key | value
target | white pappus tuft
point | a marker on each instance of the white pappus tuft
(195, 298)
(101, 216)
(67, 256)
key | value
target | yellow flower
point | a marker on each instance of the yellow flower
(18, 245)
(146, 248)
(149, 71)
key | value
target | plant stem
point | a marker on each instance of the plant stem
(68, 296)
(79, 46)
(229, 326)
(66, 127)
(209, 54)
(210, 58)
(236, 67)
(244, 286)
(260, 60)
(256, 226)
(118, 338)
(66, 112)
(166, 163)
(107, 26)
---
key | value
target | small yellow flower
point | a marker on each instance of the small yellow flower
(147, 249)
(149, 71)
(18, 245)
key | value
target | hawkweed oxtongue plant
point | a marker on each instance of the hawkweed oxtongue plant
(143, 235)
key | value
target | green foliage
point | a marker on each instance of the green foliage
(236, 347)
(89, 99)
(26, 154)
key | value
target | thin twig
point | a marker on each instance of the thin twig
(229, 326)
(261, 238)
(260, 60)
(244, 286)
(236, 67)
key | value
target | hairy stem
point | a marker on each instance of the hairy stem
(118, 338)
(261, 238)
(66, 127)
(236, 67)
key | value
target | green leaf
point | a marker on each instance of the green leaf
--
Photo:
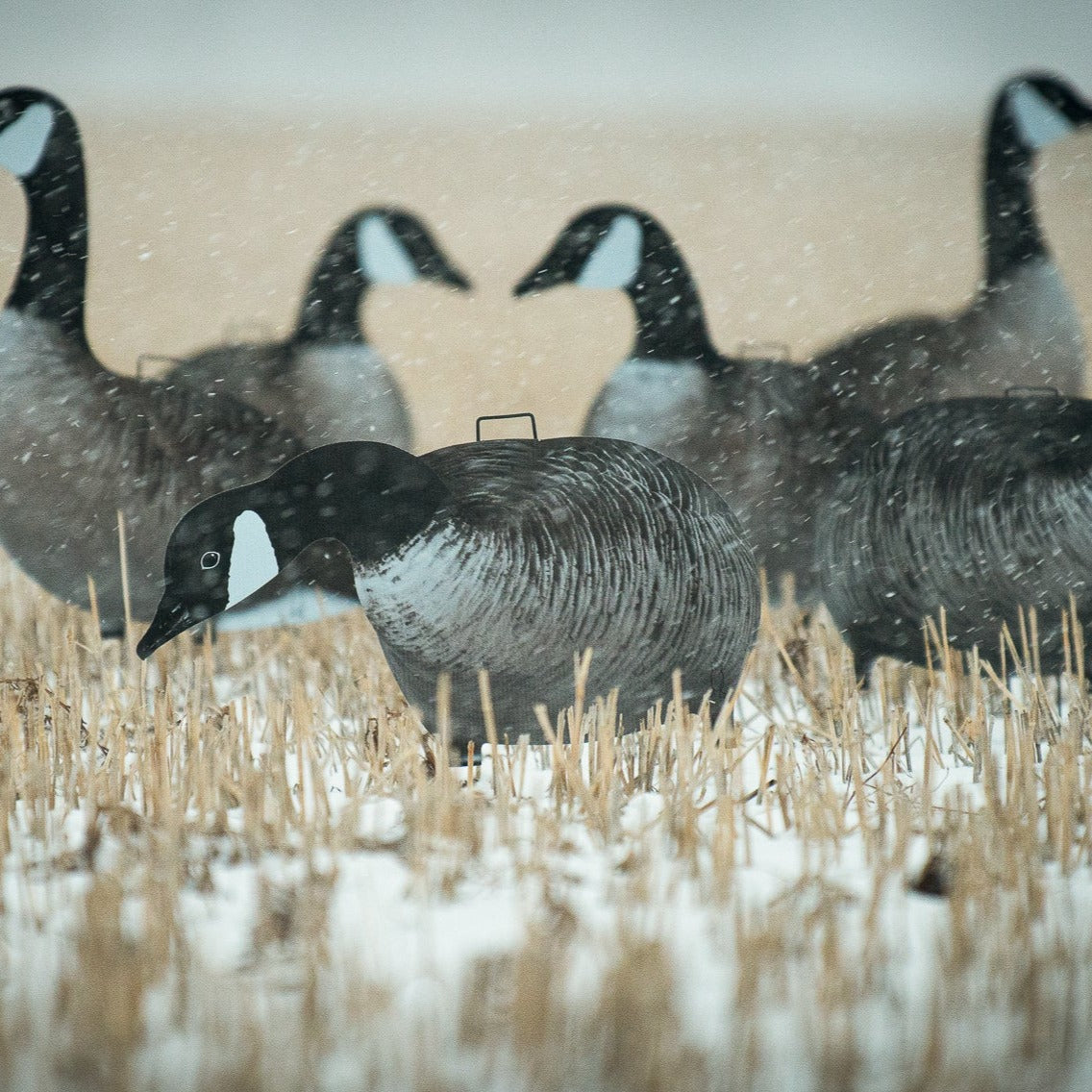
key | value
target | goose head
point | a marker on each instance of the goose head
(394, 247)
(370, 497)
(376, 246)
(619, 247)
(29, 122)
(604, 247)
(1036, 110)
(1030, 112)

About this task » If a line of the data contains "leaf", it counts; report the number of such lines and nothing else.

Exercise result » 2